(Object position labeling entries)

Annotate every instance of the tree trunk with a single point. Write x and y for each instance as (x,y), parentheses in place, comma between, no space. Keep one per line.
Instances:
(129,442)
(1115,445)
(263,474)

Work instructions: Convert the data above into a two-column CSV with the headers instruction and points, one row per instruction. Put the instruction text and its answer each in a quoted field, and replace line breaks with spaces.

Response to this task:
instruction,points
"Annotate every instance of the tree trunk with a single point. Write x and y for each instance as (x,y), parentheses in place, comma between, no space. Keep one per line. Instances:","(129,442) (1115,445) (263,474)"